(EXTRACT TO READ Opens)

The hotel industry says it’s having trouble finding workers. A new survey by the American Hotel and Lodging Association revealed that more than three quarters of its members were having trouble hiring all the people they need to run their businesses, the industry trade group announced Monday.

Seventy-six percent of the group’s members said that they are in the middle of a staffing shortage. Thirteen percent of them said that they are severely understaffed, a shortage so bad they are running into difficulties keeping things going on a day-to-day basis.

“Strong summer travel demand and a nationwide workforce shortage have combined to create more pay, perks, and upward mobility for current and prospective hotel employees,” AHLA CEO Kevin Carey said in a statement accompanying the survey results. “But hotels need access to more workers to continue creating jobs.”

The AHLA said that 86% of its members had increased wages in the last six months, that 52% increased scheduling flexibility, and 33% increased benefits. That’s not enough, though, as 79% say they can’t fill open positions. That’s worse than a January survey done by the group that found 72% of its members couldn’t fill open positions.

Last month, Reuters reported that thousands of hotel union members had gathered in 18 cities to celebrate International Workers Day and demonstrate for better treatment. They said that hotels had cut staffing and hours in the early years of the COVID-19 pandemic and been slow to raise wages despite being quick to raise room rates.

(EXTRACT TO READ Closes)

== EXERCISE 1 ==
Print everything in the hotel staffing article from "The hotel industry" down to "a day-to-day basis.".
== EXERCISE 2 ==
Answer these questions from the hotel staffing article:
(a) What percentage of the group's members said they are severely understaffed?
(b) Who is the CEO of the American Hotel and Lodging Association?
(c) In how many cities did hotel union members gather, according to Reuters?

(LISTED ENTRIES Opens)

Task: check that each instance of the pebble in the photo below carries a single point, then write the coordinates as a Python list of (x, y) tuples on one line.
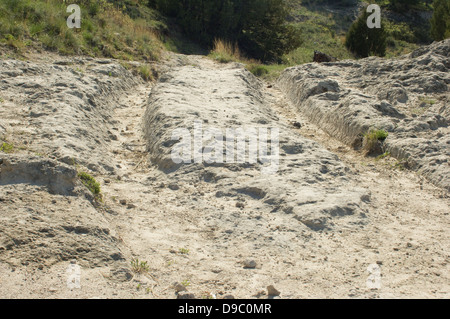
[(249, 263), (272, 291), (178, 287)]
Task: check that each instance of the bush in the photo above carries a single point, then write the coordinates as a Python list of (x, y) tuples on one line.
[(225, 52), (363, 41), (90, 183), (373, 140), (258, 26), (440, 22)]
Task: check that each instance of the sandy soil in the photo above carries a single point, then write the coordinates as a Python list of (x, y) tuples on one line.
[(176, 230)]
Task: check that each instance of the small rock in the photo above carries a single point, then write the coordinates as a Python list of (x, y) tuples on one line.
[(249, 263), (271, 291), (185, 295)]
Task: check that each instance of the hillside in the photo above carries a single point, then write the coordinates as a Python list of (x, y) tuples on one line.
[(128, 170)]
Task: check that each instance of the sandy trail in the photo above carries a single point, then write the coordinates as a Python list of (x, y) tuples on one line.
[(405, 234), (188, 234)]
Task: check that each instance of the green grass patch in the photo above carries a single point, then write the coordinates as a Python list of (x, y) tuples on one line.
[(372, 141), (90, 183), (126, 30), (139, 267), (7, 148)]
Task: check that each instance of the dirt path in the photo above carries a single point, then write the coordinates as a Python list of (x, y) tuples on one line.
[(405, 234)]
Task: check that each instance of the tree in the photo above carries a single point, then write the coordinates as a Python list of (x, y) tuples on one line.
[(401, 5), (258, 26), (363, 41), (440, 22)]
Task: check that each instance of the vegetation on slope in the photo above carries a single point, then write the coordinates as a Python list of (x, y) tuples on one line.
[(280, 33), (120, 29)]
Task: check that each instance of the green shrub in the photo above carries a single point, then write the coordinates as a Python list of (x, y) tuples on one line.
[(440, 22), (373, 140), (7, 148), (363, 41), (258, 69), (90, 183)]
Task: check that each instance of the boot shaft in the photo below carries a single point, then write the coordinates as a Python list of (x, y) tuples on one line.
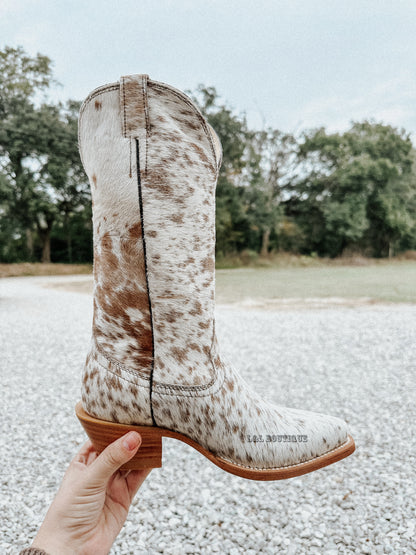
[(152, 161)]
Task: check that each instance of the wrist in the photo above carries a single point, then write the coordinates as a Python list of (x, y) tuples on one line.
[(52, 543)]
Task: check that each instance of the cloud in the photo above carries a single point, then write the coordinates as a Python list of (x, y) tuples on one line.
[(389, 101)]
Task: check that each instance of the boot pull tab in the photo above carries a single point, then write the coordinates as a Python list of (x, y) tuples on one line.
[(135, 113), (134, 107)]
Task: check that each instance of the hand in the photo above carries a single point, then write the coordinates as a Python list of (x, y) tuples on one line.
[(92, 503)]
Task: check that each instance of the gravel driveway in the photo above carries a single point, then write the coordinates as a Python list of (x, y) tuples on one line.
[(357, 363)]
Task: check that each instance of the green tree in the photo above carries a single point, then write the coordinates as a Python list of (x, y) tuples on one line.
[(271, 155), (42, 178), (232, 225), (355, 189)]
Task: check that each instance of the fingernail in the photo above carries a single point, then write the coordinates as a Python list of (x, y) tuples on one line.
[(131, 441)]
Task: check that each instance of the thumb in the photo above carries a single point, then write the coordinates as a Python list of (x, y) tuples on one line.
[(115, 455)]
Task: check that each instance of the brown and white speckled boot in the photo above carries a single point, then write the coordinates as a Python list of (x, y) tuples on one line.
[(154, 365)]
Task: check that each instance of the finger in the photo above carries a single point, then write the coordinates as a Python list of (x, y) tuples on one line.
[(84, 450), (114, 455), (135, 479)]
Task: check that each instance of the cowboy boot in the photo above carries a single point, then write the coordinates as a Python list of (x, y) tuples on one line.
[(154, 364)]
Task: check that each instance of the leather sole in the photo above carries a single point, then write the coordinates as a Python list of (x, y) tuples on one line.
[(149, 455)]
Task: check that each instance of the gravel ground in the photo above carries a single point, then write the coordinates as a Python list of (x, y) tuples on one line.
[(357, 363)]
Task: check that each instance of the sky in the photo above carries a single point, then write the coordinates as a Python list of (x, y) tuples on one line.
[(291, 65)]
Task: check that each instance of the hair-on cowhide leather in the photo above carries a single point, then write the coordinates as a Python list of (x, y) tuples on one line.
[(153, 161)]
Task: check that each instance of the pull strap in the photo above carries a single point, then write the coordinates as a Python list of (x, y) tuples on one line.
[(134, 107), (135, 116)]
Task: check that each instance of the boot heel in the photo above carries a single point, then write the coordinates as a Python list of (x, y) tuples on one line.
[(102, 433)]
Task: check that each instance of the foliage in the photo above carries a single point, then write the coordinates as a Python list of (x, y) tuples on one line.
[(319, 194)]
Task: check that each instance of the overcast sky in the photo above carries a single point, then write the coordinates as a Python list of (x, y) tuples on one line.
[(289, 64)]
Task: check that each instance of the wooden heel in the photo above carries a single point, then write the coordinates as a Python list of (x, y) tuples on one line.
[(102, 433)]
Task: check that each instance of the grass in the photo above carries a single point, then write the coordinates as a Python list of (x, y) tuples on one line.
[(297, 278), (391, 282), (38, 269)]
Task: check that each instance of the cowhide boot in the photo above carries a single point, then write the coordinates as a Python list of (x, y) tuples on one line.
[(154, 365)]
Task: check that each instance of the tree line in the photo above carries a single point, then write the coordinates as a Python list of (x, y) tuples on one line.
[(317, 193)]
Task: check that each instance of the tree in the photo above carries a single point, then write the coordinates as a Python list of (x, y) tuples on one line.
[(271, 153), (232, 226), (355, 188), (42, 177)]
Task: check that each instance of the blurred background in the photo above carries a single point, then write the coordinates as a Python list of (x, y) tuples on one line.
[(313, 103)]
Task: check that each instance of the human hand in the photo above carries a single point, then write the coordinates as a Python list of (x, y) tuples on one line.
[(93, 500)]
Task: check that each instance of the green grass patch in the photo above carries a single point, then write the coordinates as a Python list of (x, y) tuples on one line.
[(383, 281)]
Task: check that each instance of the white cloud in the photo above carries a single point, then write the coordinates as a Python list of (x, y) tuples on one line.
[(390, 101)]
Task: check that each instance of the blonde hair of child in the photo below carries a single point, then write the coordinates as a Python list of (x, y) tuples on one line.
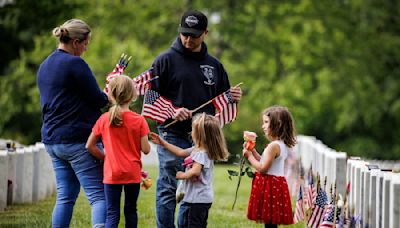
[(121, 92), (72, 29), (281, 124), (207, 134)]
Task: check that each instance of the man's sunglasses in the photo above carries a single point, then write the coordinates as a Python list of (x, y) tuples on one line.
[(191, 35)]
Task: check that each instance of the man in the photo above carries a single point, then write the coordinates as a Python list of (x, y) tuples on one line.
[(188, 77)]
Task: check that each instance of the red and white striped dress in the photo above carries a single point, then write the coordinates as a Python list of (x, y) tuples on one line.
[(269, 201)]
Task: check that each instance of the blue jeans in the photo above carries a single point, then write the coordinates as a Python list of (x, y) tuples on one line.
[(113, 199), (193, 215), (75, 166), (169, 164)]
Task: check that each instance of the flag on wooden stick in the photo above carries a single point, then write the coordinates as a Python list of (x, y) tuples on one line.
[(226, 108), (318, 209), (299, 213), (141, 81), (157, 107)]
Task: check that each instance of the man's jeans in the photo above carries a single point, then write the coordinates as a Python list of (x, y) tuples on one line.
[(75, 166), (169, 164)]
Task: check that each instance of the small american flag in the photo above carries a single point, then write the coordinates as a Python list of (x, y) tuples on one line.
[(142, 82), (118, 70), (299, 213), (318, 209), (156, 107), (226, 107), (328, 220), (310, 191)]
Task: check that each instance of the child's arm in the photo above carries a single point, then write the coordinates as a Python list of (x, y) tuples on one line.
[(256, 154), (192, 172), (172, 148), (144, 144), (262, 166), (92, 147), (253, 151)]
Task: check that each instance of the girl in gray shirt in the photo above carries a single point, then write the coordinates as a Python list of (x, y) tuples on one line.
[(209, 145)]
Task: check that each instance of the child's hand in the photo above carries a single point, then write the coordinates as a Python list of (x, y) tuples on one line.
[(180, 175), (246, 152), (156, 138)]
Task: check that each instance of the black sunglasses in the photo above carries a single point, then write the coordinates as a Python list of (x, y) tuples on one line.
[(191, 35)]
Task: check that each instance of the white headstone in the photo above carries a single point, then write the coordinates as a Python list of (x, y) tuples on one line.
[(394, 206), (3, 179)]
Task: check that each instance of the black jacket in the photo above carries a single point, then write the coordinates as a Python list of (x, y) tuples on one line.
[(188, 79)]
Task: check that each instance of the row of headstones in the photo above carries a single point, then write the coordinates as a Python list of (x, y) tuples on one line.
[(26, 175), (374, 194), (323, 160), (374, 189)]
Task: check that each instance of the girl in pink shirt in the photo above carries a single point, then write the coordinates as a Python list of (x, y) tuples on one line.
[(124, 135)]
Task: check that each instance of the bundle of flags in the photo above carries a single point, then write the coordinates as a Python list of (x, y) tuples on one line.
[(226, 107), (318, 209), (159, 108), (299, 212), (118, 70)]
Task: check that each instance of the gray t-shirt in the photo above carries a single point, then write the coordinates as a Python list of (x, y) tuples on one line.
[(199, 189)]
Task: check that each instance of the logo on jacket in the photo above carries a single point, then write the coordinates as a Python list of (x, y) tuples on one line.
[(208, 72)]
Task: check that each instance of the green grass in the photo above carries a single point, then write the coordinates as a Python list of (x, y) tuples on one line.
[(220, 215)]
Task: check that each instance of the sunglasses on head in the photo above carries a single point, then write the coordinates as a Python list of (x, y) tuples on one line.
[(191, 35)]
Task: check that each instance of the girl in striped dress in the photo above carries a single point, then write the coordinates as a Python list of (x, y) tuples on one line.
[(269, 201)]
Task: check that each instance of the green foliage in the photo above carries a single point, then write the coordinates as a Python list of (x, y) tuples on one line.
[(335, 64)]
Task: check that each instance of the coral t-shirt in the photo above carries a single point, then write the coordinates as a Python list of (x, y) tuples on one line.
[(122, 164)]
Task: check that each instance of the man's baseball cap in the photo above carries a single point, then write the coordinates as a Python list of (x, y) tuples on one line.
[(194, 22)]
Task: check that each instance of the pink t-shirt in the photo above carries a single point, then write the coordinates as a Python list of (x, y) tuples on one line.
[(122, 164)]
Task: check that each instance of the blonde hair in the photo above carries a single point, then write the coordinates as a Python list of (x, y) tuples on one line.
[(72, 29), (122, 91), (281, 124), (207, 134)]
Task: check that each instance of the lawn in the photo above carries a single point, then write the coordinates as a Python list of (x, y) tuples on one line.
[(221, 213)]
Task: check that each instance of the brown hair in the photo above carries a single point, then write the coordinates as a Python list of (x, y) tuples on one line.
[(208, 134), (281, 124), (72, 29), (121, 91)]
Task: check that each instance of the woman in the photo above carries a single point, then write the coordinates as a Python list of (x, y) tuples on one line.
[(71, 101)]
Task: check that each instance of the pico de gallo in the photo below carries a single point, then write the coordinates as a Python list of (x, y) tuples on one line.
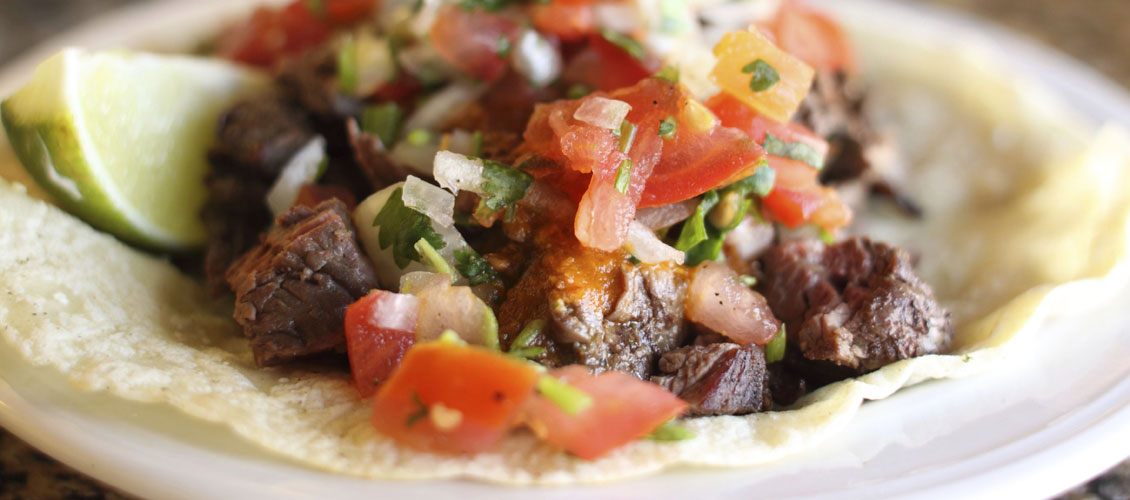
[(537, 216)]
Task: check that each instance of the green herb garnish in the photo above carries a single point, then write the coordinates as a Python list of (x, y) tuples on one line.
[(628, 44), (418, 137), (694, 229), (383, 121), (347, 65), (763, 75), (774, 351), (433, 258), (401, 227), (797, 151), (566, 397), (474, 267), (670, 431), (503, 184), (667, 127)]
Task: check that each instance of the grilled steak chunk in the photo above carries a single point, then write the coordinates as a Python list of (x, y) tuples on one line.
[(718, 379), (293, 290), (857, 303), (602, 311), (254, 140)]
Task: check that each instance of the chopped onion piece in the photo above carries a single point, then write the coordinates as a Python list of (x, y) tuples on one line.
[(429, 199), (454, 172), (666, 215), (537, 59), (643, 243), (718, 300), (442, 105), (302, 169), (602, 112)]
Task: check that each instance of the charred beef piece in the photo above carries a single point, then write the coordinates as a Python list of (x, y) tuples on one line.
[(292, 291), (857, 303), (254, 140), (718, 379), (602, 311)]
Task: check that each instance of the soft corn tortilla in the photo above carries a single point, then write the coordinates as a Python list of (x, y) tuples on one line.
[(1009, 222)]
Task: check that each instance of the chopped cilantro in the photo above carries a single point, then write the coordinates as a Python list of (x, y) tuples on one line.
[(667, 127), (764, 76), (503, 184), (502, 48), (347, 65), (474, 267), (774, 351), (670, 431), (798, 151), (627, 43), (694, 229), (401, 227), (383, 121), (624, 177), (418, 137)]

(LISTED ENTRIES Closes)

== TASK RESPONSE 1 ==
The hotel industry says it’s having trouble finding workers. A new survey by the American Hotel and Lodging Association revealed that more than three quarters of its members were having trouble hiring all the people they need to run their businesses, the industry trade group announced Monday.

Seventy-six percent of the group’s members said that they are in the middle of a staffing shortage. Thirteen percent of them said that they are severely understaffed, a shortage so bad they are running into difficulties keeping things going on a day-to-day basis.

== TASK RESPONSE 2 ==
(a) Thirteen percent.
(b) Kevin Carey.
(c) 18 cities.